1) Téhéran : tu joues ou tu joues pas ?

Avant toute chose, il faut se remettre dans le contexte de cette « crise » qui nous préoccupe depuis quelques mois déjà. Plusieurs questions, et c’est bien la le centre du problème, restent en suspend. Est-ce que l’Iran a réellement la volonté de se procurer l’arme atomique ? Dans un pays ou l’on fouette encore en pleine rue, lapide, pend haut et cours pour un oui ou pour un non, on n’est en droit de se dire que les dirigeants ne font pas dans l’humaniste pacifiste, et qu’il ne se privera pas d’une telle arme. De plus, Téhéran est bien loin de montrer patte blanche sur ce dossier. Les réticences aux inspections et les discours anti-israéliens extrêmes du Président Mahmoud Ahmadinejad sont sans aucuns doutes les preuves (parmi tant d’autres) que l’on ne discute effectivement pas avec une nation qui affiche sa bonne volonté. La seconde question n’est pas la plus simple :

Doit-on interdire à Téhéran de se procurer l’arme atomique ? Dans l’absolue, moins il y a d’arme atomique sur terre, mieux l’on se porte.... Dans cette logique, oui, il faudrait le lui interdire. Seulement, quelle autre nation dans l’histoire du « nucléaires » c’est vu menacée de sanctions ? Quelles sont les mesures concrètes contre la Corée du Nord par exemple ? Pays tout autant, si ne n’est plus, belliqueux que l’Iran. Les pays occidentaux, Etats Unis en tête, sont donc confrontés à un problème majeur : Comment ne pas passer pour des « impérialiste » aux yeux des pays musulmans tout en empêchant Téhéran de se procurer la bombe ? En Iran, on l’a bien compris, et on montre du doigt les Etats Unis et son soi disant pantin : le conseil de sécurité. En pleine période de tension et surtout d’incompréhension entre les pays musulmans et les pays occidentaux, Téhéran joue une nouvelle fois la carte de l’héroïque nation qui défend l’islam face à ses persécuteurs. Vous vous souvenez de Salman Rushdie ? D’où est venue la fatwa qui récompensait d’un million de dollars celui qui couperait la tête du mécréant ? Quelle nation propose actuellement une exposition de caricatures douteuses sur l’holocauste en réponses aux piteuses caricatures de Mahomet ? Téhéran a donc pour habitude de surfer sur les périodes de crise des civilisations pour monter au créneau et affirmer son autorité. Et à l’heure actuelle, nous sommes sans aucun doute dans une crise déjà très profondes entre pays musulmans (au sens large) et occidentaux. Terrorisme islamiste, affaire des caricatures, conflit au proche orient, invasion non reconnue par l’ONU de l’Irak par les Etats-Unis, etc... Le moment est donc propice pour Téhéran de montrer les dents de nouveau.

▸ **Données fournies**:
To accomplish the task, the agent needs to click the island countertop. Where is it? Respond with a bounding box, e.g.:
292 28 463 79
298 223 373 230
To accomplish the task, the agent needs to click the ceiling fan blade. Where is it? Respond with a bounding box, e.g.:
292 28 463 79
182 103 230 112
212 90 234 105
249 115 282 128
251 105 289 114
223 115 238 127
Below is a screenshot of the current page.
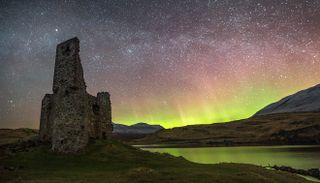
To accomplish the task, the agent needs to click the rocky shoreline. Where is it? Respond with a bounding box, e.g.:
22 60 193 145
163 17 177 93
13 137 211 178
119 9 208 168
270 165 320 179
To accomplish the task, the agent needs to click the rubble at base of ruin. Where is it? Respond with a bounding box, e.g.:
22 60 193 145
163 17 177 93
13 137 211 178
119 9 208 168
39 37 112 153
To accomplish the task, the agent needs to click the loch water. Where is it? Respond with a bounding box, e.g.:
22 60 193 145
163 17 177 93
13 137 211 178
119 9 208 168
142 145 320 169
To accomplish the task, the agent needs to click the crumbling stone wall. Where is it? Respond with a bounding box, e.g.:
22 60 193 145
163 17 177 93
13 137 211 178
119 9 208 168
39 38 112 152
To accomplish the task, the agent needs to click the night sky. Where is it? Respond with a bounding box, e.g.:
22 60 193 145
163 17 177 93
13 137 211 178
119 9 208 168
0 0 320 128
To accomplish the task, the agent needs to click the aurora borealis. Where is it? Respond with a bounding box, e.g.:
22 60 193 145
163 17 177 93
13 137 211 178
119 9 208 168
0 0 320 128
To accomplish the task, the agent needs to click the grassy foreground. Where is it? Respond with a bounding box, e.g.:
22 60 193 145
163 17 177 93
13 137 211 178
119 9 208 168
0 140 308 183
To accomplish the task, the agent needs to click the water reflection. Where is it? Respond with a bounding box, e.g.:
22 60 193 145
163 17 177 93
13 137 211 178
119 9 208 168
143 146 320 169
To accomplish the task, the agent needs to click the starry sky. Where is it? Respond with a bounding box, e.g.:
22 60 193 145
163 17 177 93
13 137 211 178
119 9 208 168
0 0 320 128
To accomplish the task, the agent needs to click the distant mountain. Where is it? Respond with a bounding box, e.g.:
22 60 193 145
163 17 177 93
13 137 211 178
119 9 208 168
112 123 164 135
130 112 320 146
255 84 320 116
131 85 320 146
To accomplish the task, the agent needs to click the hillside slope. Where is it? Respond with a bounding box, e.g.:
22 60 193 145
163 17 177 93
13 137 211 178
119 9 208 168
131 113 320 146
255 84 320 115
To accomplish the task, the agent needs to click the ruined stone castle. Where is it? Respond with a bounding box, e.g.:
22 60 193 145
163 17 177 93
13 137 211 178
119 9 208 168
39 37 112 152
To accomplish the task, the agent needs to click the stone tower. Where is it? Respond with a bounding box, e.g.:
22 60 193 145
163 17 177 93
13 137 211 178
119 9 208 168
39 37 112 152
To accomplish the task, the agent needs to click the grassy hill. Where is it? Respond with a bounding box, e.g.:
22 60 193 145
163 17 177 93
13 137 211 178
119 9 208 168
0 140 307 183
131 112 320 146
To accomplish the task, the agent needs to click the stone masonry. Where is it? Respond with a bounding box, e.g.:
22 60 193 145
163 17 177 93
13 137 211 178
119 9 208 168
39 37 112 153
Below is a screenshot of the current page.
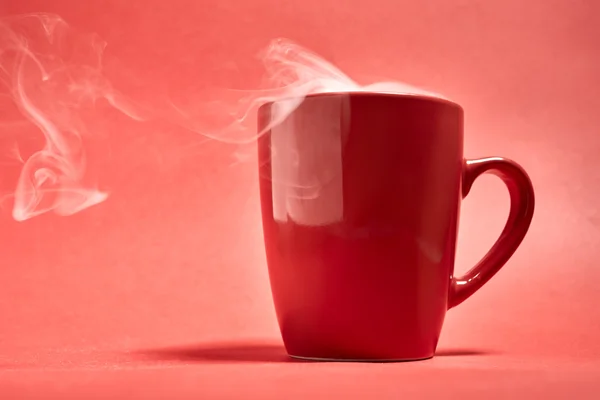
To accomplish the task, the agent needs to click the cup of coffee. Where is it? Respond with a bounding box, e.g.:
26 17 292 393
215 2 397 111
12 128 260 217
258 92 534 361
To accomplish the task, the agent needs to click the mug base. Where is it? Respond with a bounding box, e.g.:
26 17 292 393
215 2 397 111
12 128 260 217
289 354 433 363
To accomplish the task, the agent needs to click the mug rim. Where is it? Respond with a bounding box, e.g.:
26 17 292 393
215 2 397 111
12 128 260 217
259 90 464 113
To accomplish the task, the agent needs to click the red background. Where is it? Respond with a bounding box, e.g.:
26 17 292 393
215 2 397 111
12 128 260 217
0 0 600 398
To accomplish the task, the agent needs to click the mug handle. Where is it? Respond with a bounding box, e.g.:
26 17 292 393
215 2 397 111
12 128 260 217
448 157 535 309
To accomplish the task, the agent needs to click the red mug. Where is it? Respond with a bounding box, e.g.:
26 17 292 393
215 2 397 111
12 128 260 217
258 92 534 361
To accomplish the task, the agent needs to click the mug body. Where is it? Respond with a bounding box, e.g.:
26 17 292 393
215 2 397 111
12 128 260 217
258 92 463 361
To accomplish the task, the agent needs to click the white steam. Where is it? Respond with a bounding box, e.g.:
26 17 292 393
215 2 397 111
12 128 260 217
0 14 141 221
166 38 443 144
0 13 441 221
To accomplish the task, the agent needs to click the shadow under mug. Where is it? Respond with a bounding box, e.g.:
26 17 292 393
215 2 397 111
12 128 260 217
258 92 534 361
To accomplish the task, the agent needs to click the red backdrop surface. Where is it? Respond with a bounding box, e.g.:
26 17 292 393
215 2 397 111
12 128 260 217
0 0 600 398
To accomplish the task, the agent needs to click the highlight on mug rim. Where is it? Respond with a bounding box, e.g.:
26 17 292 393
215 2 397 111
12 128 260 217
259 90 464 113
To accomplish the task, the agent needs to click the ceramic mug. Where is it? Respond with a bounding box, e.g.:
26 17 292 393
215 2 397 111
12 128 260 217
258 92 534 361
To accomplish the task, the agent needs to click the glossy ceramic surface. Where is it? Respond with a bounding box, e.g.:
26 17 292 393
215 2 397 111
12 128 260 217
259 93 534 361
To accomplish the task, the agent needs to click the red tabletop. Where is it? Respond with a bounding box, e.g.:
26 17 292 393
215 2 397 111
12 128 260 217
0 0 600 399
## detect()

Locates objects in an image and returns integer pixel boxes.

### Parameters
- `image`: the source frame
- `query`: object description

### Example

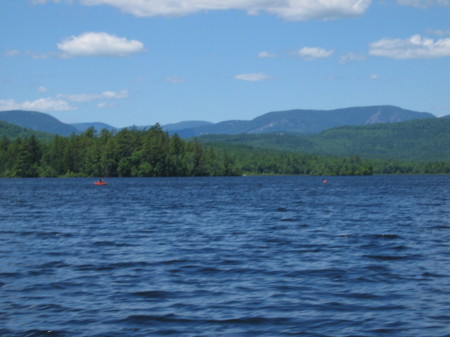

▸ **Consigne**:
Recopiez le texte fourni en entier, sans y changer le moindre mot. Les données forment un ensemble à part, indépendant du texte fourni.

▸ **Corrigé**:
1) Téhéran : tu joues ou tu joues pas ?

Avant toute chose, il faut se remettre dans le contexte de cette « crise » qui nous préoccupe depuis quelques mois déjà. Plusieurs questions, et c’est bien la le centre du problème, restent en suspend. Est-ce que l’Iran a réellement la volonté de se procurer l’arme atomique ? Dans un pays ou l’on fouette encore en pleine rue, lapide, pend haut et cours pour un oui ou pour un non, on n’est en droit de se dire que les dirigeants ne font pas dans l’humaniste pacifiste, et qu’il ne se privera pas d’une telle arme. De plus, Téhéran est bien loin de montrer patte blanche sur ce dossier. Les réticences aux inspections et les discours anti-israéliens extrêmes du Président Mahmoud Ahmadinejad sont sans aucuns doutes les preuves (parmi tant d’autres) que l’on ne discute effectivement pas avec une nation qui affiche sa bonne volonté. La seconde question n’est pas la plus simple :

Doit-on interdire à Téhéran de se procurer l’arme atomique ? Dans l’absolue, moins il y a d’arme atomique sur terre, mieux l’on se porte.... Dans cette logique, oui, il faudrait le lui interdire. Seulement, quelle autre nation dans l’histoire du « nucléaires » c’est vu menacée de sanctions ? Quelles sont les mesures concrètes contre la Corée du Nord par exemple ? Pays tout autant, si ne n’est plus, belliqueux que l’Iran. Les pays occidentaux, Etats Unis en tête, sont donc confrontés à un problème majeur : Comment ne pas passer pour des « impérialiste » aux yeux des pays musulmans tout en empêchant Téhéran de se procurer la bombe ? En Iran, on l’a bien compris, et on montre du doigt les Etats Unis et son soi disant pantin : le conseil de sécurité. En pleine période de tension et surtout d’incompréhension entre les pays musulmans et les pays occidentaux, Téhéran joue une nouvelle fois la carte de l’héroïque nation qui défend l’islam face à ses persécuteurs. Vous vous souvenez de Salman Rushdie ? D’où est venue la fatwa qui récompensait d’un million de dollars celui qui couperait la tête du mécréant ? Quelle nation propose actuellement une exposition de caricatures douteuses sur l’holocauste en réponses aux piteuses caricatures de Mahomet ? Téhéran a donc pour habitude de surfer sur les périodes de crise des civilisations pour monter au créneau et affirmer son autorité. Et à l’heure actuelle, nous sommes sans aucun doute dans une crise déjà très profondes entre pays musulmans (au sens large) et occidentaux. Terrorisme islamiste, affaire des caricatures, conflit au proche orient, invasion non reconnue par l’ONU de l’Irak par les Etats-Unis, etc... Le moment est donc propice pour Téhéran de montrer les dents de nouveau.